→ GEGEVEN OPGAVE
Zoek in de records elke regel waarin het woord "gold" voorkomt. Neem die regels ongewijzigd over.

━━ INVOER VOOR OPGAVEN

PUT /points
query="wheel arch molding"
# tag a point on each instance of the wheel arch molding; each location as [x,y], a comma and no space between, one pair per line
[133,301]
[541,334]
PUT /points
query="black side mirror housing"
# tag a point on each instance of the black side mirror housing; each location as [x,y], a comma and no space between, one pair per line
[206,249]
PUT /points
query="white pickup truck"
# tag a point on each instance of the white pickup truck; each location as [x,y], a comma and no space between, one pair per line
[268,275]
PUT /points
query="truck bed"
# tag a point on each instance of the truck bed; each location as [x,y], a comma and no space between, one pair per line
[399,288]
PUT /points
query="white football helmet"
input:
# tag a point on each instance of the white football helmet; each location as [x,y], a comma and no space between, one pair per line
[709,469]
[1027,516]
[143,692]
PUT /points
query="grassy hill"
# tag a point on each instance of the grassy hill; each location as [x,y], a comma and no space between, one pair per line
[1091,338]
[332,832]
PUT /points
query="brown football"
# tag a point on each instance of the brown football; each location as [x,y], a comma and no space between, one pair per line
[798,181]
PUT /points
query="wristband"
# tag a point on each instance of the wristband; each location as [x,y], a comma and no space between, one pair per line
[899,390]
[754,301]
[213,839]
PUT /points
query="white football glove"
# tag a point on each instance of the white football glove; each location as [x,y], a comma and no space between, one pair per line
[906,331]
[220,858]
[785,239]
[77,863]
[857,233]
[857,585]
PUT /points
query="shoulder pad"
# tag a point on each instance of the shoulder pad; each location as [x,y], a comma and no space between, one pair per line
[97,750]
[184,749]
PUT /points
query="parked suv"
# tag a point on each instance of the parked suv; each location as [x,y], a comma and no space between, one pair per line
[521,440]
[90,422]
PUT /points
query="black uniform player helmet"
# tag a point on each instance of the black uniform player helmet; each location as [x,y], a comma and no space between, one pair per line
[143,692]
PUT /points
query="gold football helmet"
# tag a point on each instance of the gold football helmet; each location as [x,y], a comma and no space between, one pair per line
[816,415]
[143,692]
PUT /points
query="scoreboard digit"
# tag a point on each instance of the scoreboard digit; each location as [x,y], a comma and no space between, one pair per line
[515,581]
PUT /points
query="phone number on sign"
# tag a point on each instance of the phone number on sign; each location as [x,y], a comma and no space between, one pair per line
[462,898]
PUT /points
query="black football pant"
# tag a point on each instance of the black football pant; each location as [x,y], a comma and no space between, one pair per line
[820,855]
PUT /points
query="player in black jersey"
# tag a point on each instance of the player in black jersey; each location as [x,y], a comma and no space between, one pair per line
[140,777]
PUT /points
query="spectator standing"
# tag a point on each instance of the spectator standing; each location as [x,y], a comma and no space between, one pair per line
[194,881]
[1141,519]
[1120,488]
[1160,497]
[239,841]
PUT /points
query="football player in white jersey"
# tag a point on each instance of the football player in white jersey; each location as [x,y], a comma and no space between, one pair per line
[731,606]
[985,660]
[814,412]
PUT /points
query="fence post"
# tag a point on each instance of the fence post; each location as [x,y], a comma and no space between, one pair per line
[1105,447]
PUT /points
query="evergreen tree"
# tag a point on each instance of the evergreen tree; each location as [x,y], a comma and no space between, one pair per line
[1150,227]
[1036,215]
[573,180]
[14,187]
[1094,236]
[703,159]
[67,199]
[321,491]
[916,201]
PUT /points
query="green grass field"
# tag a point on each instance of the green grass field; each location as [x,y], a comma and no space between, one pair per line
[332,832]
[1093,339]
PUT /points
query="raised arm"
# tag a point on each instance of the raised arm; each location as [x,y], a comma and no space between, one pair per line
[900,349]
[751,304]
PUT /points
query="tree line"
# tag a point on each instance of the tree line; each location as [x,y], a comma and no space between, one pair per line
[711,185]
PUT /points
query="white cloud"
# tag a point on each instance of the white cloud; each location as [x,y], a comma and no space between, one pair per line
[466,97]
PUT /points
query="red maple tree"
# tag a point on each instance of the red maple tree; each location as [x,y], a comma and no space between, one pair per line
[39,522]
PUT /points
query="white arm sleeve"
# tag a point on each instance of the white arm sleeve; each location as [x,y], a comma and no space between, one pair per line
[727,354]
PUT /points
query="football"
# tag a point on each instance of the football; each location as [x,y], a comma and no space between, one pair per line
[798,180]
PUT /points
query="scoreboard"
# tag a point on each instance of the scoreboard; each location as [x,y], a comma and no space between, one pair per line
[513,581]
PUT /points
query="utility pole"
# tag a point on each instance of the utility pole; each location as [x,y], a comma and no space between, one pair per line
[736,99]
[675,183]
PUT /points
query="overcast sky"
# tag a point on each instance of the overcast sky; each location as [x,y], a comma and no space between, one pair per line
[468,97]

━━━━

→ UITVOER VAN OPGAVE
query="gold football helmet"
# tag a point on each instance of the gold football helmet; each location as [x,y], a comma and no space between, one pair per line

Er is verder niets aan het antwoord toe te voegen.